_What you have to do_: In the records below, render the part that opens with the line containing "Trace the outline of every instance of the green foliage" and closes with the line containing "498 318 L 513" as a numbered list, one item per line and no blank lines.

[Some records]
____

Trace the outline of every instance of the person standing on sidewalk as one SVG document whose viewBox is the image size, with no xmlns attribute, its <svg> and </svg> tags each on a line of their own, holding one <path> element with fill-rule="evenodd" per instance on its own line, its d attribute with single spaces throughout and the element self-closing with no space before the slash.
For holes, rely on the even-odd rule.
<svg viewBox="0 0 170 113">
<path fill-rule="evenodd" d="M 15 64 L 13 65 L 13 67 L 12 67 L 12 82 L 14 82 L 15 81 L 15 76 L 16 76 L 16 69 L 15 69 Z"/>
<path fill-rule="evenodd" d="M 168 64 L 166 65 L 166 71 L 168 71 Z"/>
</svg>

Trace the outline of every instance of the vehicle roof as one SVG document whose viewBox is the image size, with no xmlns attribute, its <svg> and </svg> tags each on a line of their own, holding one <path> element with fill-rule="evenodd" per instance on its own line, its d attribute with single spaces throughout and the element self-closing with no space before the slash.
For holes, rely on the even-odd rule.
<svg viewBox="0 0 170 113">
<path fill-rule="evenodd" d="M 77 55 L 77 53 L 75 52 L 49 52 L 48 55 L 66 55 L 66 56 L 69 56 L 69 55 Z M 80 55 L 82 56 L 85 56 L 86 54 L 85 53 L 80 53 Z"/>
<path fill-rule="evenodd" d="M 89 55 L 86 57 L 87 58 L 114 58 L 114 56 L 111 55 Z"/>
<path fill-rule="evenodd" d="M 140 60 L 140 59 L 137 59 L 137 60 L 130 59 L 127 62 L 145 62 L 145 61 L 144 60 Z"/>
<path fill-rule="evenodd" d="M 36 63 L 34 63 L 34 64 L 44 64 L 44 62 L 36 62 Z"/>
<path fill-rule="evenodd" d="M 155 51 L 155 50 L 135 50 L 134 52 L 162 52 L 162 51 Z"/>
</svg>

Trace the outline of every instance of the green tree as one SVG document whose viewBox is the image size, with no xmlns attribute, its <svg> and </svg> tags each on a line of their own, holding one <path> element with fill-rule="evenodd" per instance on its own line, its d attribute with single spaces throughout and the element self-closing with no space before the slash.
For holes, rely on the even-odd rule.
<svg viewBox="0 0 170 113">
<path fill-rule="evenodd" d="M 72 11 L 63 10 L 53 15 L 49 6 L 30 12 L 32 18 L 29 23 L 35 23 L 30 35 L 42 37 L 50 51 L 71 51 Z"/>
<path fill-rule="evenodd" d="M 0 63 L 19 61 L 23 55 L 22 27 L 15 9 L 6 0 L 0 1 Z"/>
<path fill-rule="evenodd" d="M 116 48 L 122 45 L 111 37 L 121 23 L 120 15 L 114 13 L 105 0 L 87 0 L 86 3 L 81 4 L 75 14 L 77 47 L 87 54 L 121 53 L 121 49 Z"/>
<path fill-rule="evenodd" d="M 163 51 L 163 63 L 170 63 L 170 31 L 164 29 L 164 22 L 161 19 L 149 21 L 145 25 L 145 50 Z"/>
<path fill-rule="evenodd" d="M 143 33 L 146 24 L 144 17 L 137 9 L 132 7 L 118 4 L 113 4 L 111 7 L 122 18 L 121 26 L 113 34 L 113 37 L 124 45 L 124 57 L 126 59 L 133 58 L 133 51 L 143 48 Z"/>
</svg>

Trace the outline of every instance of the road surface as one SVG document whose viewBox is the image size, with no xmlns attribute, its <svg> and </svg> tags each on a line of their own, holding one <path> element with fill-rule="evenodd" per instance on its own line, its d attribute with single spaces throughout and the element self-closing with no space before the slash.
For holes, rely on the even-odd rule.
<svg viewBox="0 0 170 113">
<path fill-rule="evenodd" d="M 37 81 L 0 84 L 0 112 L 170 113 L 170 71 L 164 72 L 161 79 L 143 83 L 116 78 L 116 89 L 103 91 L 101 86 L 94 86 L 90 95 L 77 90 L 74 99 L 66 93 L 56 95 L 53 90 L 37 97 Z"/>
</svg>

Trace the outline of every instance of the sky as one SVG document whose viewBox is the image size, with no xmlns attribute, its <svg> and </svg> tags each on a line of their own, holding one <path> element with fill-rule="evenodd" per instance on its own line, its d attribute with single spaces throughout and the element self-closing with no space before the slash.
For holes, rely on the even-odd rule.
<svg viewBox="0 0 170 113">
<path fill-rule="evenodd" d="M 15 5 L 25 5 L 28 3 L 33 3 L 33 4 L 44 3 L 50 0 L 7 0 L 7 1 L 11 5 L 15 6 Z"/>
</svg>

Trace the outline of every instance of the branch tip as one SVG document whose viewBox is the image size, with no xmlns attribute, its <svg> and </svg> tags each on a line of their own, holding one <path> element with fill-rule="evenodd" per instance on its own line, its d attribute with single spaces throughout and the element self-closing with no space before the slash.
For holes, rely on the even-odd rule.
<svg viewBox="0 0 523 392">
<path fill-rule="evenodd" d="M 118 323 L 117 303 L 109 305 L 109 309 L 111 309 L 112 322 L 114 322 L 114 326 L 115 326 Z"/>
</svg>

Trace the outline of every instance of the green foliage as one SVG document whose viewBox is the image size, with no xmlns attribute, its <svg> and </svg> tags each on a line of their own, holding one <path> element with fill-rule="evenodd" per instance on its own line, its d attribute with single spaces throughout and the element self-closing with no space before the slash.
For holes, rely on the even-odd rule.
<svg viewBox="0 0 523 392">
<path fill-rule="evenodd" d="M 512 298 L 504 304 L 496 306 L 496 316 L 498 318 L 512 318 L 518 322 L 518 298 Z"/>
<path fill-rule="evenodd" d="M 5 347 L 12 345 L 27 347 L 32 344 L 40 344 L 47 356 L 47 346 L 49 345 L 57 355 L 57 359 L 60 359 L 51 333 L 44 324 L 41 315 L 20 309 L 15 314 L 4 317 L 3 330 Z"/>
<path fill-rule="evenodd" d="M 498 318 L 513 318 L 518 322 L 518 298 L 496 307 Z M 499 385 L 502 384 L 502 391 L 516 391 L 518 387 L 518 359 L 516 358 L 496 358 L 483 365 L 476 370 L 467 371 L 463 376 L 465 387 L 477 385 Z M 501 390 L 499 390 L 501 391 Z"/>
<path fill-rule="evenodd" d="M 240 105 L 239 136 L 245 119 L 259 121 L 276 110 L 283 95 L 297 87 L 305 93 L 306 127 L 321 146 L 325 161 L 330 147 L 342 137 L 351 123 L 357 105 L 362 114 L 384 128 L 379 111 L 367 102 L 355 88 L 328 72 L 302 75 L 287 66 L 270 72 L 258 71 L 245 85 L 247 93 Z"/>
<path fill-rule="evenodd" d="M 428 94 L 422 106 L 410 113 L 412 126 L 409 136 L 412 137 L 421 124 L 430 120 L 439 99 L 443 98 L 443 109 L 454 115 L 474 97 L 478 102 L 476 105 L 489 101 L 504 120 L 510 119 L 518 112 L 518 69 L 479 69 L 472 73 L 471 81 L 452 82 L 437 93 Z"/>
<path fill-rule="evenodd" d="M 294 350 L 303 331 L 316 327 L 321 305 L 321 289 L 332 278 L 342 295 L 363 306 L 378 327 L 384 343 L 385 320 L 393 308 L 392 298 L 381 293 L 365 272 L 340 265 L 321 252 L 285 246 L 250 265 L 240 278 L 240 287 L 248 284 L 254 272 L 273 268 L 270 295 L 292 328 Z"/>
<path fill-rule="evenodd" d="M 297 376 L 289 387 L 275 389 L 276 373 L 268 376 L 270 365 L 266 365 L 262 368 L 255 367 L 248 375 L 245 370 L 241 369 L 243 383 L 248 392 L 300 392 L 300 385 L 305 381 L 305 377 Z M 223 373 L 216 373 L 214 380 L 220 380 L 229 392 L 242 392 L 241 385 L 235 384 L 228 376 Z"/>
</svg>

____

_Result of the exercise_:
1. Trace the outline of every instance of the green foliage as one SVG document whose viewBox is the image size, with no xmlns attribute, its <svg> and </svg> tags each on a line of their own, holding one <path> element with fill-rule="evenodd" per instance on its own line, its d attribute with single spaces throughout and the element self-closing with no space before the slash.
2. For holes, rely on the even-odd rule.
3. <svg viewBox="0 0 523 392">
4. <path fill-rule="evenodd" d="M 512 298 L 504 304 L 496 306 L 496 316 L 498 318 L 512 318 L 518 322 L 518 298 Z"/>
5. <path fill-rule="evenodd" d="M 5 347 L 12 345 L 27 347 L 32 344 L 40 344 L 47 356 L 47 346 L 49 345 L 57 355 L 57 359 L 60 359 L 51 333 L 44 324 L 41 315 L 20 309 L 15 314 L 4 317 L 3 330 Z"/>
6. <path fill-rule="evenodd" d="M 498 318 L 513 318 L 518 322 L 518 298 L 496 307 Z M 499 385 L 502 384 L 502 391 L 516 391 L 518 387 L 518 359 L 516 358 L 496 358 L 483 365 L 476 370 L 467 371 L 463 376 L 465 387 L 477 385 Z M 501 390 L 499 390 L 501 391 Z"/>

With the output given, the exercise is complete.